* **TASK STATEMENT**
Please continue the article about the Which? poll of shopper satisfaction with retailers from the point where it stops.

The consumers’ group Which? said it had polled more than 10,000 people about their experiences at 100 of the biggest retailers, and had rated them in order of satisfaction and the likelihood of a recommendation to someone else.

The top and bottom shops in the Which? poll

The top and bottom shops in the Which? poll

Price cuts and a strong Easter boost Morrisons

Morrisons scored 55 out of a possible 100 in the Which? poll, with shoppers describing it as “limited”.

Pressed for more detail on the report, which it publishes today, Which? quoted one shopper as complaining that “it would be good to see more of a range of household stuff”.

The supermarket polled one point lower than WH Smith and behind both Poundland and Poundstretcher. Rival supermarkets Tesco and Sainsburys also fared badly, sharing 88th place with 62 per cent.

Which said later that the survey reflected only non-food items.

The bad publicity surrounding the billionaire Sir Philip Green, former owner of the collapsed BHS chain, may have contributed to the poor showing of his other businesses, Top Shop and Top Man, which also polled a satisfaction rating of only 62 per cent.

The mobile phone retailers Vodafone and EE also proved unpopular, but the greetings card sector was split, with the Wakefield-based Card Factory at ninth place and rival Clinton Cards 13th from bottom.

At the top of the list, the hi-fi retailer Richer Sounds and do-it-yourself business Toolstation were marginally ahead of Harvey Nichols, John Lewis, Waterstones and the Apple shop.

The Newcastle-based department store Fenwick, which has a branch in York, was rated second in the cosmetics sector, winning praise for its “range of products, staff knowledge and customer service”.

Richard Headland, editor of Which? magazine, said the best retailers had struck the right balance by selling “quality products at reasonable prices”.

(Data items)
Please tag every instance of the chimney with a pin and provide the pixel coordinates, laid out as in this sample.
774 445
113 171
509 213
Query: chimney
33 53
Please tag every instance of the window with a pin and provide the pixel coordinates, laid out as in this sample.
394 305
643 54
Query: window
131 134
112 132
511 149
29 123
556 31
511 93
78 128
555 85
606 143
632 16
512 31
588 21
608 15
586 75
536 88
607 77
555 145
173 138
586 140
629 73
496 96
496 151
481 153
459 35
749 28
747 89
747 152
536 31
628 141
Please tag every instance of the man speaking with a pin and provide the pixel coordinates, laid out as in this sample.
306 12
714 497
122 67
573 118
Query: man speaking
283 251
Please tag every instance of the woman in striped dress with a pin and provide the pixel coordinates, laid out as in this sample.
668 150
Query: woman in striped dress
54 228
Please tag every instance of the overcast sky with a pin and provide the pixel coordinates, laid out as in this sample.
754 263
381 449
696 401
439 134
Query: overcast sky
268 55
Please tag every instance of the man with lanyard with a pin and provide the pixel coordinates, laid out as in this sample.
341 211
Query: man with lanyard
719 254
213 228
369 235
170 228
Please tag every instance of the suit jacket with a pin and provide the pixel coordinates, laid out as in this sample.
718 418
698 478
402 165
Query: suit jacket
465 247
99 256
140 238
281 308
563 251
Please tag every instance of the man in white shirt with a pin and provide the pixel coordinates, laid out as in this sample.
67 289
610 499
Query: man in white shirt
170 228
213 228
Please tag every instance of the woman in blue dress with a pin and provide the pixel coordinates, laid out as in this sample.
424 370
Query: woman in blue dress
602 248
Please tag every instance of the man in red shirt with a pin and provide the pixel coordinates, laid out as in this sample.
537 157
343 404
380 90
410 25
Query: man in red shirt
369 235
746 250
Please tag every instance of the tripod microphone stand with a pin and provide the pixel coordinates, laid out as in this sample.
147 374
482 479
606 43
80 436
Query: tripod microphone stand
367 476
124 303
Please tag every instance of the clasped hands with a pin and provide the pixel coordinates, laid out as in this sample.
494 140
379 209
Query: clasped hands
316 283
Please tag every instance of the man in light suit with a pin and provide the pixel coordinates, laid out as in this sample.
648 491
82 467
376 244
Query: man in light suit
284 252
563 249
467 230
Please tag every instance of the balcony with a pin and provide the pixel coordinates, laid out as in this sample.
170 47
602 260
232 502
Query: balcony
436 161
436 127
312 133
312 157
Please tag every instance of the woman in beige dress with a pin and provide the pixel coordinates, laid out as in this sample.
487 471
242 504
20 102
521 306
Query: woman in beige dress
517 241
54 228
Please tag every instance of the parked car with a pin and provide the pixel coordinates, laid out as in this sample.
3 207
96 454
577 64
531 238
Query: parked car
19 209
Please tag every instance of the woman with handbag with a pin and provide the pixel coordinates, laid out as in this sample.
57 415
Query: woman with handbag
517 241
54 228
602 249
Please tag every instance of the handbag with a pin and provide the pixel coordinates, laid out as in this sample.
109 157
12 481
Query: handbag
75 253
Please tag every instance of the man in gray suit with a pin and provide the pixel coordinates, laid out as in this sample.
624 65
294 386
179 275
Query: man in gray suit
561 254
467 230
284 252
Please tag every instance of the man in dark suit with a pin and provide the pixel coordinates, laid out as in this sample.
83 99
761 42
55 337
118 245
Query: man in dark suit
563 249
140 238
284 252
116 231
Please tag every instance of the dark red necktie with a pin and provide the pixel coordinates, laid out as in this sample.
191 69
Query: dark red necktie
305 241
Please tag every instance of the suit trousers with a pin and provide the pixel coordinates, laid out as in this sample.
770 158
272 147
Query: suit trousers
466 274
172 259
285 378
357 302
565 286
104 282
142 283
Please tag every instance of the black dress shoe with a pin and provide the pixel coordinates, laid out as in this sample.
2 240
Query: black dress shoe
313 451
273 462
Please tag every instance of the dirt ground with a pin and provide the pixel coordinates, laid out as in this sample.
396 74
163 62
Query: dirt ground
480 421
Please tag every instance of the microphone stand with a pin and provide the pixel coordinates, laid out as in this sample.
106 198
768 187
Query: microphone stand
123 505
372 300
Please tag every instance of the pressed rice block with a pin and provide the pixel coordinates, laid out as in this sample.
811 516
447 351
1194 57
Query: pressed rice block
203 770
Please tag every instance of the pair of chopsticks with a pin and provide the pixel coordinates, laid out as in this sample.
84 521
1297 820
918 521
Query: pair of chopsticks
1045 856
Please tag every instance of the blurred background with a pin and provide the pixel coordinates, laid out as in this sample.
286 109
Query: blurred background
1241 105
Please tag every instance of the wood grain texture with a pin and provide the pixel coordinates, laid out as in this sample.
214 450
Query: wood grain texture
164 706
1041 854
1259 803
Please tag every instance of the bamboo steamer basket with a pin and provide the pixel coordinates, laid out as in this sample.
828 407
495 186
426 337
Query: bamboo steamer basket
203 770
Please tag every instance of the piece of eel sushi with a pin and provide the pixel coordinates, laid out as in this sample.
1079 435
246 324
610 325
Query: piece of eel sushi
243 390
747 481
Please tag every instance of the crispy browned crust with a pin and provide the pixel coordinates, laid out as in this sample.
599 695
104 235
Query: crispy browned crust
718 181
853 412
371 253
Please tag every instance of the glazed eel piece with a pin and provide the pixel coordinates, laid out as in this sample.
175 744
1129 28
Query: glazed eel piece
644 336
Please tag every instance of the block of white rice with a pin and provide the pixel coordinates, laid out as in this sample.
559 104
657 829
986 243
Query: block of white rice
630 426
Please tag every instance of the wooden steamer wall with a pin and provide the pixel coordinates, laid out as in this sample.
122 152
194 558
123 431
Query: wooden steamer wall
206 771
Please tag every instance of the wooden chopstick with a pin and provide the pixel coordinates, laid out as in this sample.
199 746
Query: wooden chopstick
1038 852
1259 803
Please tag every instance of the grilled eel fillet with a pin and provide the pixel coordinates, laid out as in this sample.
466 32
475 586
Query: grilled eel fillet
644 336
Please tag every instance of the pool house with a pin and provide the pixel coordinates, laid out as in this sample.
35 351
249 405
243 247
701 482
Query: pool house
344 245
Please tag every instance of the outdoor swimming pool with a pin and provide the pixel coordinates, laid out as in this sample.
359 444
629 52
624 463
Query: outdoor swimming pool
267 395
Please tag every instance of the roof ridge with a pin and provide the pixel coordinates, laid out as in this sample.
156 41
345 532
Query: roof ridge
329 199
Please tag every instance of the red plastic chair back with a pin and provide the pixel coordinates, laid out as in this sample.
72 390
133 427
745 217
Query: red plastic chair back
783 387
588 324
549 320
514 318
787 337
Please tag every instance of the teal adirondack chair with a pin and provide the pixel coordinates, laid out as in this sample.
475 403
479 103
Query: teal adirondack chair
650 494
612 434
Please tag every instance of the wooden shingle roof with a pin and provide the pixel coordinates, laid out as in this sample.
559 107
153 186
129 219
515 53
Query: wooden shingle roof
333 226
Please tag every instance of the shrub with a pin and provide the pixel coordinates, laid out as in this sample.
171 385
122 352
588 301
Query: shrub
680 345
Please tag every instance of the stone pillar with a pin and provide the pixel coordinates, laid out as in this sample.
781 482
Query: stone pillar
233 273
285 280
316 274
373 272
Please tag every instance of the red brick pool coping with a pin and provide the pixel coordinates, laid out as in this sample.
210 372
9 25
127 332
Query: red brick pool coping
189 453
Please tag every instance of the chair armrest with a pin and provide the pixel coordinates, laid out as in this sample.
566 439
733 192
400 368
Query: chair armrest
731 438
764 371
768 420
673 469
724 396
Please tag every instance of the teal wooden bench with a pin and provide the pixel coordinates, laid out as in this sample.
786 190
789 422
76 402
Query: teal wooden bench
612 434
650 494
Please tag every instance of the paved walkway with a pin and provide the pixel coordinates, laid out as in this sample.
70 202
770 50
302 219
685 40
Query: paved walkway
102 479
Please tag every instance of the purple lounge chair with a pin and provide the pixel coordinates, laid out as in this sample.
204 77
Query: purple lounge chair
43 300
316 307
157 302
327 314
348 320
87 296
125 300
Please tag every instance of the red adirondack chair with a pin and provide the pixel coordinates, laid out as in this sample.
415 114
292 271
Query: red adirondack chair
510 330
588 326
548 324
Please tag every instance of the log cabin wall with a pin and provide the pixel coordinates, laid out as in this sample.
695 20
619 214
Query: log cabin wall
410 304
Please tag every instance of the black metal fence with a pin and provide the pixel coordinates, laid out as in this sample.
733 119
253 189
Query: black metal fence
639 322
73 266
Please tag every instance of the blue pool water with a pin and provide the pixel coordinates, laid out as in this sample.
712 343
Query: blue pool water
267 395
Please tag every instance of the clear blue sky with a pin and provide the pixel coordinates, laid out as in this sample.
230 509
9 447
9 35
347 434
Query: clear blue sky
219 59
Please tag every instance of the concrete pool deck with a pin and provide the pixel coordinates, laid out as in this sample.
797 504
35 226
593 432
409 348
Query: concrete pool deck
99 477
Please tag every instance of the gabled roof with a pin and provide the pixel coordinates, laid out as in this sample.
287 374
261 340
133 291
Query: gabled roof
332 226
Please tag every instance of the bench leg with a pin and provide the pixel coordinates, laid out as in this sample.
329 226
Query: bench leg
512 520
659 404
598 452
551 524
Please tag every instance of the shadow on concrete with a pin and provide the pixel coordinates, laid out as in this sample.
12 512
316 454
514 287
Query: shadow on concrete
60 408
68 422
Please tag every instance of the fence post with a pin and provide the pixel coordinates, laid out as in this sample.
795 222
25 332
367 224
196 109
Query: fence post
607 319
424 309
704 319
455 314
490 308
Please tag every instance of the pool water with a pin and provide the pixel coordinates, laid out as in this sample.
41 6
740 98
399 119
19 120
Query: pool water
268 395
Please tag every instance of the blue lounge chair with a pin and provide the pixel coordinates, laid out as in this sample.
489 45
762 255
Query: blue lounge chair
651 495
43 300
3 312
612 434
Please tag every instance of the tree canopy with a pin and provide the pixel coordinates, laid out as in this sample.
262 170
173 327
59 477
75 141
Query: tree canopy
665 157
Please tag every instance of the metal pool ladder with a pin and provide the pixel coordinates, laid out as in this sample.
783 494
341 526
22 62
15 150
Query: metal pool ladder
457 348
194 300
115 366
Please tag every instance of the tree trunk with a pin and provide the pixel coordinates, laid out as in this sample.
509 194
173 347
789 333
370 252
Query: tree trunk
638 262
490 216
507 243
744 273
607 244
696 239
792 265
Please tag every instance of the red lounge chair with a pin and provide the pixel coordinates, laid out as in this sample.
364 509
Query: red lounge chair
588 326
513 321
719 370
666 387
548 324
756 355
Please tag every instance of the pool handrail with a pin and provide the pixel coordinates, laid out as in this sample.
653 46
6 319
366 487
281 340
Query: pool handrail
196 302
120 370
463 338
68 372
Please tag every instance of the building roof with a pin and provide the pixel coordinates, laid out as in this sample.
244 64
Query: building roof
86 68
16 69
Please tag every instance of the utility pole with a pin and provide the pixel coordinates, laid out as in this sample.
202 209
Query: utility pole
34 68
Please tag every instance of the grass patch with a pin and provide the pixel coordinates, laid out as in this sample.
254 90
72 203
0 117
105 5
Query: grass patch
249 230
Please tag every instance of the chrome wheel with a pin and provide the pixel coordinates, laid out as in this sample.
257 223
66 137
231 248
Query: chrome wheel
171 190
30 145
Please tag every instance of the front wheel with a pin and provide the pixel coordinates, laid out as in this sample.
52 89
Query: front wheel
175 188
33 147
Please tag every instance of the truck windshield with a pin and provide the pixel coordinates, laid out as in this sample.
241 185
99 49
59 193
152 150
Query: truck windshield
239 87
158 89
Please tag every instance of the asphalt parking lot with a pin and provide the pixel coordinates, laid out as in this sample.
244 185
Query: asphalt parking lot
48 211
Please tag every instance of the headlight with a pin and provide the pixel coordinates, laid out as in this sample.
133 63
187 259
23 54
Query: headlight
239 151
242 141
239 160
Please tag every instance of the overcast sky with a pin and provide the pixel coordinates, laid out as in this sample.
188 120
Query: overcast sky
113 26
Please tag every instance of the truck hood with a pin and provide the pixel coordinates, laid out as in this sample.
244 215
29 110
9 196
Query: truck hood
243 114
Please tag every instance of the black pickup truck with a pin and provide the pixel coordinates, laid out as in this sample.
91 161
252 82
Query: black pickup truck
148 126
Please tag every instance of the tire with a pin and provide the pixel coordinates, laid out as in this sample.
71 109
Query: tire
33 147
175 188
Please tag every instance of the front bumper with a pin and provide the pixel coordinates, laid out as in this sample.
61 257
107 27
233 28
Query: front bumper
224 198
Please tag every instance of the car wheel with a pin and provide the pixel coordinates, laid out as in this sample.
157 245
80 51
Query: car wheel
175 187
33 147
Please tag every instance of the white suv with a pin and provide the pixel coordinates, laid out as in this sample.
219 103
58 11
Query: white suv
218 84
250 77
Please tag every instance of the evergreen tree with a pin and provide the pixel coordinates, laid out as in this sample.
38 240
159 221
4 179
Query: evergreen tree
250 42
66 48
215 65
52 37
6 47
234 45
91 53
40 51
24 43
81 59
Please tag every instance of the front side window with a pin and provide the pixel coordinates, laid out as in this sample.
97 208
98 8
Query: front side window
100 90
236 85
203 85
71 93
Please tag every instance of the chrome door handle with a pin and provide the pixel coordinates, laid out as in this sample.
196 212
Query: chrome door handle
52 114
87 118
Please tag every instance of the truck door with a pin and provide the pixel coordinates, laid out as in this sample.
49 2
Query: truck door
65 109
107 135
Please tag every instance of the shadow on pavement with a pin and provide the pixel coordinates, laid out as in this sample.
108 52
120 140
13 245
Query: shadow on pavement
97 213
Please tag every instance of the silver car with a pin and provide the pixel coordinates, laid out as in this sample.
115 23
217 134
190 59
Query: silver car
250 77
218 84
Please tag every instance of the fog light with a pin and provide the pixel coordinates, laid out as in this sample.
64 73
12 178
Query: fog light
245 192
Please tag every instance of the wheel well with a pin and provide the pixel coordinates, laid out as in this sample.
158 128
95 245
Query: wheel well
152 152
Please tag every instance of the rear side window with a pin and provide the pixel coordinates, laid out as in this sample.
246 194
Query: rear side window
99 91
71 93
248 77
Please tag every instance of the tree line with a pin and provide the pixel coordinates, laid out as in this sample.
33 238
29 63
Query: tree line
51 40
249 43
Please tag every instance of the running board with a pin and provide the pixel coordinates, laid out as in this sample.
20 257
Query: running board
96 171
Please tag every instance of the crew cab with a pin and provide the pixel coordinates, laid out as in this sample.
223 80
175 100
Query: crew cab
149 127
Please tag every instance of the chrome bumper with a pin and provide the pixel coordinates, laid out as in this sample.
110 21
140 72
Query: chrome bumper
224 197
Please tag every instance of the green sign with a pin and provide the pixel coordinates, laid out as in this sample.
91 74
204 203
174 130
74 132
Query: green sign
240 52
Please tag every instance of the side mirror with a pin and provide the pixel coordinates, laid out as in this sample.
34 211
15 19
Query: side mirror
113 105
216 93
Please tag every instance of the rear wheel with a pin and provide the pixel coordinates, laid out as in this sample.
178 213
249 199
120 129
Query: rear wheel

* **REPLY**
He added: “It’s a simple formula, but that’s why they consistently score well with shoppers in the Which? survey.”

However, Morrisons was not accepting the results without a fight. The Bradford-based chain has seen its fortunes improve in the two years since David Potts arrived from Tesco to succeed Dalton Philips as chief executive, and this week it was reported to have bowed to shareholder pressure and increased his maximum salary package to £5.3m.

A source within the company told The Yorkshire Post that it had “queried” the findings with Which? especially as the organisation had recently rated it the “most improved supermarket” with customers.

Morrisons is understood to be especially unhappy with the size of the sample used by Which? as despite the overall pool of 10,000, only 153 expressed a view on its stores.

The firm’s public relations director Julian Bailey said: “Another survey from Which? found that we were the most improved supermarket in the UK, so we are baffled by these results, which are based on a very small number of responses.”

Privately, the firm said it “had to listen” to the results of the survey but insisted it was at odds with its own data, which indicated that customer satisfaction was at its highest level for some years.

The retail industry analyst Kantar Worldpanel currently lists Morrisons​ as the fastest growing of the big four supermarkets, and credits its “The Best” range as attracting more affluent shoppers, alongside its traditional, working-class base in the north.

The store is in the process of “upgrading” some of its supermarkets, and said it had not been told how many of the 153 Which? comments had come from shoppers at its older branches.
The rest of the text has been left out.